- WRITTEN PROBLEM 1 -
According to the grill thread, which website did V i V i D 200sx suggest looking at?

──────────

# Grill? what do you guys think..



## Guest (Sep 25, 2002)

I was planning on getting one of these for my car... i have a friend that lives in australia...


----------



## Guest (Sep 25, 2002)

these lights ass well but not sure if it will all fit.. it should right.. i mean its off of a sentra / pulsar from new zealand..


----------



## MP2050 (May 1, 2002)

HEY!!! I want them both. Did U get prices? Ill send U the $$ to give to your friend....seriously...


----------



## nitestridar (Jun 29, 2002)

yeah whats up...

you can;t show pics like that... my tounge is on the floor...
i need them...i need them now...lol


----------



## Guest (Sep 25, 2002)

I will let you guys know as soon as he answers me back.. i sent him an email already.... I'm gonna have his ass searching all over australia for parts for the lucino or pulsar or sentra..whatever you want to call it.. but do you guys know if they will bolt right on..or if you have to make some slight mods...I mean it is basically the same B-14 model.... cars.. that they come off of...


----------



## nitestridar (Jun 29, 2002)

we might need test dummies!!!!


----------



## LIUSPEED (May 29, 2002)

DANG !!! I WANT I WANT WANT WANT WANT !!


----------



## 99.se.ltd (Jun 21, 2002)

so i take it i'm the only one who believes that b14's and n15's would have different headlight mounting positions? the light housing doesn't look as tall as ours either. just my thoughts though.


----------



## Guest (Sep 26, 2002)

If that grill fits a 98 200sx i wanna know how much it is thats would be ILL!


----------



## G_Funk013 (Jul 9, 2002)

I think that the only difference is that the headlight is curved on the inside. And that grill is tight.


----------



## nitestridar (Jun 29, 2002)

yeah it looks nothing like the lights on my 99...
but you can make anything fit with a little $$$$


----------



## V i V i D 200sx (Sep 17, 2002)

they are slightly different from the 95-7 style, and a lot different from teh 98/9. might need a hood, but getting the grill would help. look at www.knis-knacks.com they were selling the JDM clear headlights and said there was slight modification needed to make them fit. that might give you an idea


----------



## G_Funk013 (Jul 9, 2002)

──────────

- WRITTEN PROBLEM 2 -
Please rewrite the rows, starting at the line containing "Point to the metal bollard." and ending at the line containing "x=208, y=631", with "stone" changed to "granite" and nothing else altered. Return only those lines.

──────────

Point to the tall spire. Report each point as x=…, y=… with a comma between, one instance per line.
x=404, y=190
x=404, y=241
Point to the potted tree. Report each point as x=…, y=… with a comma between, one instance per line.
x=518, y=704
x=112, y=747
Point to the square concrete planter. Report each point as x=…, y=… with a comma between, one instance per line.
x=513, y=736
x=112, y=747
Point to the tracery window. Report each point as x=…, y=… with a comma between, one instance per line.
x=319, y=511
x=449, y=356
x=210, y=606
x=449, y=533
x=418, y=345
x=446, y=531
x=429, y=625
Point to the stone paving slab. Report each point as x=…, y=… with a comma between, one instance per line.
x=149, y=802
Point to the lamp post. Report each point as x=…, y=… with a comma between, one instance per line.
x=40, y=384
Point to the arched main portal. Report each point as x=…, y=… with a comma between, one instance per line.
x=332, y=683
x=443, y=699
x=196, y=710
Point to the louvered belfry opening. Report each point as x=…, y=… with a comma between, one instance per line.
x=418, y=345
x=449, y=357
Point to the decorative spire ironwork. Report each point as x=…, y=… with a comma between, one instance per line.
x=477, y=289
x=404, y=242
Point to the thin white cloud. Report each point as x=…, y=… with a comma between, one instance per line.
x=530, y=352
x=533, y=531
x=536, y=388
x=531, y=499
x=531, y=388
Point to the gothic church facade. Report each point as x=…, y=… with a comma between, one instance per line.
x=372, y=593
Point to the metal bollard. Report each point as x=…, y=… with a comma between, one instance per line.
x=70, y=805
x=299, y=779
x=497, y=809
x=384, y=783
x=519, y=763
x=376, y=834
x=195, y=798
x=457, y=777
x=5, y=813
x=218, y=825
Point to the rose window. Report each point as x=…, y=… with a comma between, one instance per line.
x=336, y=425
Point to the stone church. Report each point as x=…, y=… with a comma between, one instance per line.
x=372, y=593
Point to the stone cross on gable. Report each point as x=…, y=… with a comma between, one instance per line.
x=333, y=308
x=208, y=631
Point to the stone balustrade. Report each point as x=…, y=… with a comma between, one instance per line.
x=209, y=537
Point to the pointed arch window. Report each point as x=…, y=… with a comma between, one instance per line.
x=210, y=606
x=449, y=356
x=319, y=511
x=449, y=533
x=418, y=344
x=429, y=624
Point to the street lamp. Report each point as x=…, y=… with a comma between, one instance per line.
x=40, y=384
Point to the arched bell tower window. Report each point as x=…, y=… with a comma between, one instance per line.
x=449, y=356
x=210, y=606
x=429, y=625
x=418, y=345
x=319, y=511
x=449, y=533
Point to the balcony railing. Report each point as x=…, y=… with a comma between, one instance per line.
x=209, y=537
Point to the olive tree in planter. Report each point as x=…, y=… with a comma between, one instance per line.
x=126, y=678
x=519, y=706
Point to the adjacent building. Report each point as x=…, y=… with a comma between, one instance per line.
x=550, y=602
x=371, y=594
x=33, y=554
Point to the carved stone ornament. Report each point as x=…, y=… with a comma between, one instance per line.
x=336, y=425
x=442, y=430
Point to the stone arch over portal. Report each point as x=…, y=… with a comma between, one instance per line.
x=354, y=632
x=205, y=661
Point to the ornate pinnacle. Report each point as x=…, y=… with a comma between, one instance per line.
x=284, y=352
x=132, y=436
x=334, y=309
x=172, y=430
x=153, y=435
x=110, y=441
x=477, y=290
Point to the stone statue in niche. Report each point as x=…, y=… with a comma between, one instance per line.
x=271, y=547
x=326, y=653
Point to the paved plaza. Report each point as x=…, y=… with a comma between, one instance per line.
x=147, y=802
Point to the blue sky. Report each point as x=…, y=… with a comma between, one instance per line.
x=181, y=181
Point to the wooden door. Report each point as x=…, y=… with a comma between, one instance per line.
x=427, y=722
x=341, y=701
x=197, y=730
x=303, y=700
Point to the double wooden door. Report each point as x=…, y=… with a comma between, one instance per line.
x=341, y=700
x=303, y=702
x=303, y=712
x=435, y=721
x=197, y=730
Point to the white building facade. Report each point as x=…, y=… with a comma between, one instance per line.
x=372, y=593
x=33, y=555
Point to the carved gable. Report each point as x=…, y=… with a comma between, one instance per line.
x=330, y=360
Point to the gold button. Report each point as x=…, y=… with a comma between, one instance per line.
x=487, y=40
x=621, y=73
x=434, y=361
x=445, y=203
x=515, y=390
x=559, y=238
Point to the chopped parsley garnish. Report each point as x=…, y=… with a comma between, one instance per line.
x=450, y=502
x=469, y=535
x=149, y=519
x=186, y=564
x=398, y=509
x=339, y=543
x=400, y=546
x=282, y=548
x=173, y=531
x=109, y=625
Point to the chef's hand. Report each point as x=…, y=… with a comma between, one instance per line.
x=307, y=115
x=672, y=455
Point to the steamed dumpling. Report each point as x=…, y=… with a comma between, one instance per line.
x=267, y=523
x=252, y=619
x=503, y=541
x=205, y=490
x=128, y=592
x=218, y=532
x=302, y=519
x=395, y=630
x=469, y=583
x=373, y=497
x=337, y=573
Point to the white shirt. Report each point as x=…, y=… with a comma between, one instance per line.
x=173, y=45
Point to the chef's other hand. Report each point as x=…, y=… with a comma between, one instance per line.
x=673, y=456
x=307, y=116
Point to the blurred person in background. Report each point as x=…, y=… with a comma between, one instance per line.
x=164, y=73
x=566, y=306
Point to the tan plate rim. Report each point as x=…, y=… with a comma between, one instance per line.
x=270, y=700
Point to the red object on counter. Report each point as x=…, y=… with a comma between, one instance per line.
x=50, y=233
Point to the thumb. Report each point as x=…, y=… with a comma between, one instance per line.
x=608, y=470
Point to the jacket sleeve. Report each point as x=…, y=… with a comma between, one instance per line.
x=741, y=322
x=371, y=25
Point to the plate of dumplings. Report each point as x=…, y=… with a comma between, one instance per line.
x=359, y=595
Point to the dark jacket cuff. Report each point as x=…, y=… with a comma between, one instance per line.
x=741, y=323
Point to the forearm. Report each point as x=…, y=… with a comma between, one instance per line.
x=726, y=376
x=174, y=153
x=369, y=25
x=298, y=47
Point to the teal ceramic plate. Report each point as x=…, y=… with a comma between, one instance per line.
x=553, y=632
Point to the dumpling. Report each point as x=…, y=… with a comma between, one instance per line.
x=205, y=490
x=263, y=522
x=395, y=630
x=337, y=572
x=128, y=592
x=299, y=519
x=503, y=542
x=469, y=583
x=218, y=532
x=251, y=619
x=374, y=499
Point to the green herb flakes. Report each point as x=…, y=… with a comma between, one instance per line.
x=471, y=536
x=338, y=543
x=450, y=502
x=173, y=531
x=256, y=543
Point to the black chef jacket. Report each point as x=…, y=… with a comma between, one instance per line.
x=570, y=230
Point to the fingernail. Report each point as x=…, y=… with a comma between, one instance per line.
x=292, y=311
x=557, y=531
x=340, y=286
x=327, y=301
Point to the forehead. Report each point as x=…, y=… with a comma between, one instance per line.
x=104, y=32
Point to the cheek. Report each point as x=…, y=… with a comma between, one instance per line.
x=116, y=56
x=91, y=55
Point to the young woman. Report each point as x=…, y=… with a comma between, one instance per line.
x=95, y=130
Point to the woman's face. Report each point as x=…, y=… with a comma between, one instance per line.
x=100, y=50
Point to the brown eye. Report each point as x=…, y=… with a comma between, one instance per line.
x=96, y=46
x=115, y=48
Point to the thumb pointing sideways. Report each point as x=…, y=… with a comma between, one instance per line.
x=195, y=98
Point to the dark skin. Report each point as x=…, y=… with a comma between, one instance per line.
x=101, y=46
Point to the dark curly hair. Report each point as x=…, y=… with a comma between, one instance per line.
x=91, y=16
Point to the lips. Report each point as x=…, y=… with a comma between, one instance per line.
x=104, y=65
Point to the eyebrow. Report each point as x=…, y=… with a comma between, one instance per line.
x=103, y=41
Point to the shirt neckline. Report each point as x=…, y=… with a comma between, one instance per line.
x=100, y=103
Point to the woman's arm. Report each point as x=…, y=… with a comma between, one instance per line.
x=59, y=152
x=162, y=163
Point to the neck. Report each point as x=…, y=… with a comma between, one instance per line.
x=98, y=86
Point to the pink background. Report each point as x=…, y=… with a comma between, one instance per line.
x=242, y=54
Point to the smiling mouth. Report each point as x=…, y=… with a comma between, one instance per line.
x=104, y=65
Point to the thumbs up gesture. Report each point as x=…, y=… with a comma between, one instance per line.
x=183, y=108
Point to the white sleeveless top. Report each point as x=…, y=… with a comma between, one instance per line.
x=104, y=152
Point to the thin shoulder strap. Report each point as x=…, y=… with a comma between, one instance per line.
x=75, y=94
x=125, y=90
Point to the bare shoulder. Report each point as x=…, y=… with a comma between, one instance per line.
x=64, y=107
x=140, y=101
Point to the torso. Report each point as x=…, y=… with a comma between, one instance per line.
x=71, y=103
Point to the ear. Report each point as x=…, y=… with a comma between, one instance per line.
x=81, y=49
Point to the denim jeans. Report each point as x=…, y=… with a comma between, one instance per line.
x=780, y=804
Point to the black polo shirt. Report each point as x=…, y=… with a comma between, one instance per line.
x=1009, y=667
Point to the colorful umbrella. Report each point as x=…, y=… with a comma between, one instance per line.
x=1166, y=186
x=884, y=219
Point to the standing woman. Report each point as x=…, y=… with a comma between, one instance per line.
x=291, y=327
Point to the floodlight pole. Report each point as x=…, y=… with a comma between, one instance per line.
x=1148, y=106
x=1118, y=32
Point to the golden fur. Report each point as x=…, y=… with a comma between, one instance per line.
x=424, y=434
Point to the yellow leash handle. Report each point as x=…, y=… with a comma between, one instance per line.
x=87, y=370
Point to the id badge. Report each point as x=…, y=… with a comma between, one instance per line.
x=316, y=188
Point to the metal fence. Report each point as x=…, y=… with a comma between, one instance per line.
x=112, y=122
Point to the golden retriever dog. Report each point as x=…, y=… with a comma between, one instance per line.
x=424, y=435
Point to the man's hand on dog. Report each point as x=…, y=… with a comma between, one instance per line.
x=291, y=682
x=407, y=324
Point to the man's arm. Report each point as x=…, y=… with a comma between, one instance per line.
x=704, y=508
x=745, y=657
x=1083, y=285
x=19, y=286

──────────

- CORRECT RESPONSE 1 -
www.knis-knacks.com

- CORRECT RESPONSE 2 -
Point to the metal bollard. Report each point as x=…, y=… with a comma between, one instance per line.
x=70, y=805
x=299, y=779
x=497, y=809
x=384, y=783
x=519, y=763
x=376, y=834
x=195, y=798
x=457, y=777
x=5, y=813
x=218, y=825
Point to the rose window. Report each point as x=…, y=… with a comma between, one instance per line.
x=336, y=425
Point to the granite church. Report each point as x=…, y=… with a comma between, one instance per line.
x=372, y=593
Point to the granite cross on gable. Report each point as x=…, y=… with a comma between, one instance per line.
x=333, y=308
x=208, y=631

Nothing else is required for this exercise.